◆ SOURCE EXCERPT ◆
I was thinking of something similar, it would be cool to have one of these! It looks like someone else is attempting one and has their frontend set up but maybe not the backend: https://mixtape.dj/
At any rate, before hitting the API, I would probably start by breaking the audio master into phrases. As you likely know almost all mixable tracks are in 4/4 time. Furthermore, most DJs will mix in phrasing blocks, so this would serve as a good segmentation point as per (1). Looks like these guys have built some functionality for doing this: https://github.com/mixxxdj/mixxx/wiki/ Might have to just mine the srcs looks like it's mostly compiled stuff.
The main issue I can see Shazam running into is deciphering songs during long blends. If you can figure out some way to identify which phrases are blends and remove them from the search area you'll be laughing. Fast cuts should be easy to do with FFT or even echoprint (https://github.com/spotify/echoprint-codegen) just look for a sudden change in the spectrum/print.

◆ LIST OF TASKS ◆
A. Answer these about the forum post on identifying tracks in DJ mixes:
(i) What time signature are almost all mixable tracks in?
(ii) What does the writer expect to be the main issue for Shazam?
(iii) Which two tools are named for detecting fast cuts?
B. Resume the forum post on identifying tracks in DJ mixes, picking up right after its final sentence.

◆ DATA ROWS ◆
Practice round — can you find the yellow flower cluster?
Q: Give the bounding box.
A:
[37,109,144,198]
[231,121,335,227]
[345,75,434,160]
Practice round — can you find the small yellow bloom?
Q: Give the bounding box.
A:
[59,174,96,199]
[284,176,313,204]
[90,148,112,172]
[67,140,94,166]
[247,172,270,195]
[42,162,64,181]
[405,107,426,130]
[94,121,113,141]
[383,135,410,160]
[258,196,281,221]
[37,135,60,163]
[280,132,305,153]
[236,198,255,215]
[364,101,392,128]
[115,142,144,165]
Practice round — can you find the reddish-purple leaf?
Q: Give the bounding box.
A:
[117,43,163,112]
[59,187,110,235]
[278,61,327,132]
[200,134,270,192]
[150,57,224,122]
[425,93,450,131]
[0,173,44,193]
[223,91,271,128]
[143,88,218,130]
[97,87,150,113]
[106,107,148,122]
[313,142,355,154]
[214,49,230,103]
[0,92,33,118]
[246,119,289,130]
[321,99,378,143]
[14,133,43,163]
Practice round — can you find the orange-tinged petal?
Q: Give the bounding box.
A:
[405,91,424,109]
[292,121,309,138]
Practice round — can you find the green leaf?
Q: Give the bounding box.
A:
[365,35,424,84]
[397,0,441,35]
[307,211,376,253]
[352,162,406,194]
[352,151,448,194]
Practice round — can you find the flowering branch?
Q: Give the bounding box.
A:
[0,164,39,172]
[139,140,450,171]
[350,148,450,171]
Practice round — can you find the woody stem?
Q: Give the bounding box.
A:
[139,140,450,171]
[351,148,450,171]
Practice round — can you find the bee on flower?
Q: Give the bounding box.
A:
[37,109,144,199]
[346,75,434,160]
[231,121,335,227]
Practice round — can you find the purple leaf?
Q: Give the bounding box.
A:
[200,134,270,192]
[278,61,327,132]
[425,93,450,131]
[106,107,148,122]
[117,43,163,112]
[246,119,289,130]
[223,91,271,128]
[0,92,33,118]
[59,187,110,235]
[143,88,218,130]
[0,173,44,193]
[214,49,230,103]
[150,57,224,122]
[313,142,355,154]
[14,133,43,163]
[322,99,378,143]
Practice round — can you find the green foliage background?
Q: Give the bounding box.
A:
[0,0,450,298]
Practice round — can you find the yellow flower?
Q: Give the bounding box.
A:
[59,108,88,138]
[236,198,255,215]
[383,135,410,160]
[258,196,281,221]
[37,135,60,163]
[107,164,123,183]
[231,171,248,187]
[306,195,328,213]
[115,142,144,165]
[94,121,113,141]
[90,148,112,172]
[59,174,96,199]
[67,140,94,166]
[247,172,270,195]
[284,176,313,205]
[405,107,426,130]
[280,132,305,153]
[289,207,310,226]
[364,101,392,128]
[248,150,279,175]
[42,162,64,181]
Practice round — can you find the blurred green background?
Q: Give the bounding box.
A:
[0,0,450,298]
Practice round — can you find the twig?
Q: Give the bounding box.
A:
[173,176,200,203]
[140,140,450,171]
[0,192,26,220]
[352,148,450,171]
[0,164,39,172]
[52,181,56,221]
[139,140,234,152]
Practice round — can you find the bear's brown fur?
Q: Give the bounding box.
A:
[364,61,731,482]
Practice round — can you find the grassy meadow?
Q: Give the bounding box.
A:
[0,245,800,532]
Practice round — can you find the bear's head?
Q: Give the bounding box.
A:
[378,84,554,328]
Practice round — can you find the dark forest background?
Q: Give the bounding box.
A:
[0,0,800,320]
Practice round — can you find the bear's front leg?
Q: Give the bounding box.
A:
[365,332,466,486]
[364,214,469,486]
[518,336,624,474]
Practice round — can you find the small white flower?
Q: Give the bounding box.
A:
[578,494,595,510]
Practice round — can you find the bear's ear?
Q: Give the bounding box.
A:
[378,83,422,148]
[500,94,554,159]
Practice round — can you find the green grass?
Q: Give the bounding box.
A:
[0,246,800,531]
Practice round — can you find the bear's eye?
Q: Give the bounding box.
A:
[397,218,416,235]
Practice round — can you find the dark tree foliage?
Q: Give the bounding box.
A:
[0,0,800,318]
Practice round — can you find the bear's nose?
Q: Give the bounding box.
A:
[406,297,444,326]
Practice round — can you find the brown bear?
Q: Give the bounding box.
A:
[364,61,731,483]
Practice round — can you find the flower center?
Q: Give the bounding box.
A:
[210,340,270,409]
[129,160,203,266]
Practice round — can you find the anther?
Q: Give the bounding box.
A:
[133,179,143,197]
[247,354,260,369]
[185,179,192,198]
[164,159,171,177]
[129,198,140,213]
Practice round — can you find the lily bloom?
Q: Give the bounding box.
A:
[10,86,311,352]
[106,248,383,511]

◆ TASK-BY-TASK ANSWERS ◆
A.
(i) 4/4 time.
(ii) Deciphering songs during long blends.
(iii) FFT and echoprint.

B.
Once you've done that, you should have boundary points for the start of each new track. Then you can just feed tracks 1 x 1 into Shazam API.
Ultimately, I think the clincher is ID'ing those long blends. Maybe ML is an approach to that? Should be easy to train on by building a script to literally play 2 random songs at once, over and over in a bajillion diff permutations.
Best of luck! I will be curious as to how this works out :)